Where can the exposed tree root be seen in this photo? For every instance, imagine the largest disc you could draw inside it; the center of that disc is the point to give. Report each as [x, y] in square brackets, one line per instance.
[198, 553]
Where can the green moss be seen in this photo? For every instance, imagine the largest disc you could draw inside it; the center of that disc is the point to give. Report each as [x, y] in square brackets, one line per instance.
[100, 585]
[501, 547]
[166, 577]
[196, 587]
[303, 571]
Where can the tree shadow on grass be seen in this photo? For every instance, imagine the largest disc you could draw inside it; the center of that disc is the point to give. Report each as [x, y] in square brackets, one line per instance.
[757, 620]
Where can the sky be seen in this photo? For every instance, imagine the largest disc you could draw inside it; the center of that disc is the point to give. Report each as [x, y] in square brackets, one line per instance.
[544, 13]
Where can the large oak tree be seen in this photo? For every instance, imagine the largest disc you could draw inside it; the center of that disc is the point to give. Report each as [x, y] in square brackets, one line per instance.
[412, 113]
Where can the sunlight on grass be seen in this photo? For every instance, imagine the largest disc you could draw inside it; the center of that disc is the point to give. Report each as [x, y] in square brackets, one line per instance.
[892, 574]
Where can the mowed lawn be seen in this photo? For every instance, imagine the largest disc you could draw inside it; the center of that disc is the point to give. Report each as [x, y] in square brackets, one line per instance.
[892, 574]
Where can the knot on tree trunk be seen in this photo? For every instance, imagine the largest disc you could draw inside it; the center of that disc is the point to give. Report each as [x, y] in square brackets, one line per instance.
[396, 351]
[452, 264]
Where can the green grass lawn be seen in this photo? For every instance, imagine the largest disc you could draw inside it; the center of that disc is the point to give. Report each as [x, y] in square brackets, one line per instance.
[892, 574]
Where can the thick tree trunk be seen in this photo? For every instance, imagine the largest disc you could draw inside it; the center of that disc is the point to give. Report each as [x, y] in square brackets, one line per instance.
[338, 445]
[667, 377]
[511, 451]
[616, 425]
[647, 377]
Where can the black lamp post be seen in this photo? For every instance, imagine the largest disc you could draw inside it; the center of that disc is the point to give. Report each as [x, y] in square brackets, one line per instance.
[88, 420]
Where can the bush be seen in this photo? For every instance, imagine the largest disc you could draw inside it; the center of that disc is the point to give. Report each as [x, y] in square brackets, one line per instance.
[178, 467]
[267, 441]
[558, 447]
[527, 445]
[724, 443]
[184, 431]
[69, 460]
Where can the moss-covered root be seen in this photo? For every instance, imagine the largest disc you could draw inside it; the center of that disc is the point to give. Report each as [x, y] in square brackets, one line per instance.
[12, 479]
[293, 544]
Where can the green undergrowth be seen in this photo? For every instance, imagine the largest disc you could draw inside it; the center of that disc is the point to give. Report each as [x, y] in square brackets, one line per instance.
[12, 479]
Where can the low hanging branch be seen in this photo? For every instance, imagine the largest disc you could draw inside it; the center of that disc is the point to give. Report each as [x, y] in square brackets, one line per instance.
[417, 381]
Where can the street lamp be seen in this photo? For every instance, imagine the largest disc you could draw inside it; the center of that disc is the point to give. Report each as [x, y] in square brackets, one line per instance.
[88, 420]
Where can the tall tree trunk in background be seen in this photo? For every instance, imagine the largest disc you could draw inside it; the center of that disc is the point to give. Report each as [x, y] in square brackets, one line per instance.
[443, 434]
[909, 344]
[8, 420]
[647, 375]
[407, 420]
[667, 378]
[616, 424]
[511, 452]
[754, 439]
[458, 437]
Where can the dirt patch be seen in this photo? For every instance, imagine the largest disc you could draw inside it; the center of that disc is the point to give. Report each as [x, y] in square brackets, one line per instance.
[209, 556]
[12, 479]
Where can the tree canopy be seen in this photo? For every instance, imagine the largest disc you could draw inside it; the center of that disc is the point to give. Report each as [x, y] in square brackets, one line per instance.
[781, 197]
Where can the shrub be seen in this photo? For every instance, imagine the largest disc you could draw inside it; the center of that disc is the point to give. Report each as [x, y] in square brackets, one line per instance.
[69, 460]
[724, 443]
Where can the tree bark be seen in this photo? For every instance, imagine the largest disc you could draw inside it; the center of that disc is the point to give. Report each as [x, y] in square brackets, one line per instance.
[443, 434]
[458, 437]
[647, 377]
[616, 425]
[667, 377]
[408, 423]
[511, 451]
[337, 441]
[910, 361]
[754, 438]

============

### What the task asks
Nothing but the lines from the one with "Where can the shrub" through the end of the data above should be repeated, each exactly as it stands.

### Result
Where can the shrub be seen in this photo? For every instance, imagine the largest disc you could draw inside it; the center of that disc is the point to give. Report each as [x, y] in square brackets, one line per instance.
[69, 460]
[724, 443]
Where can the tree bark be seen in this photo? For every instance, imagine the largest disc you could draw inside it; the center of that disc is the point to give. Report each as [x, y] in square brackets, one line per instance.
[443, 434]
[458, 437]
[647, 377]
[616, 425]
[667, 377]
[408, 423]
[511, 451]
[337, 441]
[910, 361]
[754, 438]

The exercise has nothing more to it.